### Page excerpt
Azure-Medallion-API

A data pipeline using the Medallion architecture (Bronze, Silver, Gold layers) on Microsoft Azure, with a RESTful API built using FastAPI to serve the processed data.
It ingests customer purchase data from a CSV file, processes it through multiple stages, and exposes it via an API.

Project Structure

Bronze Layer: Raw data ingestion into Azure Data Lake Storage.
Silver Layer: Data cleaning and transformation using Azure Databricks.
Gold Layer: Final processed data for consumption, stored in Azure Data Lake and loaded into Azure SQL Database.
API: FastAPI application to query purchase data and analytics.

Files

upload_to_bronze.py: Uploads random_data.csv to the Bronze layer in Azure Data Lake Storage.
silver_processing.py: Databricks notebook to clean and transform raw data into the Silver layer.
gold_processing.py: Databricks notebook to process Silver data into the Gold layer.
load_to_sql.py: Loads Gold data into Azure SQL Database and creates analytics views.
api.py: FastAPI application to serve purchase data and analytics.

Prerequisites

Azure Services:
- Azure Data Lake Storage (containers: bronze, silver, gold)
- Azure Databricks
- Azure SQL Database
- Azure Key Vault (optional for secrets)

Local Environment:

Python 3.9+
ODBC Driver 17 for SQL Server

Install dependencies:

pip install pandas pyspark pyarrow fastapi uvicorn sqlalchemy pyodbc azure-storage-blob azure-identity

Configuration:

Set environment variables:

STORAGE_ACCOUNT_NAME: Azure Data Lake Storage account name
KEY_VAULT_URL: Azure Key Vault URL (optional)
DB_USERNAME, DB_PASSWORD, DB_SERVER, DB_DATABASE: SQL Database credentials (if not using Key Vault)
AZURE_CLIENT_ID, AZURE_CLIENT_SECRET, AZURE_TENANT_ID: For ClientSecretCredential (optional)
Databricks secret scope medallion-kv with key storage-account-name.

Setup Instructions

Prepare Data:

Save your customer purchase data as random_data.csv locally.
Ensure it matches the expected schema (see silver_processing.py).

Upload to Bronze:

python upload_to_bronze.py

Uploads random_data.csv to bronze/random_data.csv.

Process to Silver:

Run silver_processing.py in a Databricks notebook.
Outputs cleaned_data.parquet in silver/.

Process to Gold:

Run gold_processing.py in a Databricks notebook.
Outputs purchases.parquet in gold/.

Load to SQL:

python load_to_sql.py

Loads data into Azure SQL Database table purchases and creates views sales_by_type and sales_by_city.

Run API:

python api.py

Starts the FastAPI server at http://localhost:8000.

API Endpoints

GET /purchases/?unique_id={unique_id}:
- Returns a single purchase by UniqueID.
- Example: http://localhost:8000/purchases?unique_id=e7a8b3ee-72ee-4767-bfd0-66b44b789fa7
GET /purchases/?lastname={lastname}:
- Returns all purchases for a given LastName (case-insensitive).

### Dataset extract

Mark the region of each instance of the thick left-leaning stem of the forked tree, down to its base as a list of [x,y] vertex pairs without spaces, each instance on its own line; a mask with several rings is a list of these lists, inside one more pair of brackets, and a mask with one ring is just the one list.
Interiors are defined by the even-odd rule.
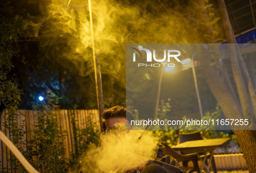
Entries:
[[[200,60],[204,60],[205,56],[202,56]],[[224,112],[226,118],[243,119],[243,112],[234,98],[233,92],[229,90],[228,85],[225,84],[227,77],[221,76],[221,71],[225,70],[225,67],[220,70],[220,73],[213,66],[202,63],[203,72],[206,78],[207,85],[214,94],[214,97],[220,104],[221,109]],[[221,66],[221,65],[220,65]],[[235,116],[234,116],[235,115]],[[233,128],[233,127],[232,127]],[[243,157],[246,160],[248,170],[250,173],[256,173],[256,131],[255,130],[234,130],[237,136],[238,142],[243,152]]]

### Activity list
**a.** Answer these questions from the pipeline readme, one answer per line, with matching labels:
(i) Which file uploads random_data.csv to the Bronze layer?
(ii) What file does running gold_processing.py output, and into which location?
(iii) At what address does the FastAPI server start?
**b.** Output the part of the pipeline readme starting with "STORAGE_ACCOUNT_NAME: Azure Data" and going on through "using Key Vault)", with no changes.
The data has no connection to the pipeline readme.

### Responses per task
**a.**
(i) upload_to_bronze.py
(ii) purchases.parquet, in gold/
(iii) http://localhost:8000

**b.**
STORAGE_ACCOUNT_NAME: Azure Data Lake Storage account name
KEY_VAULT_URL: Azure Key Vault URL (optional)
DB_USERNAME, DB_PASSWORD, DB_SERVER, DB_DATABASE: SQL Database credentials (if not using Key Vault)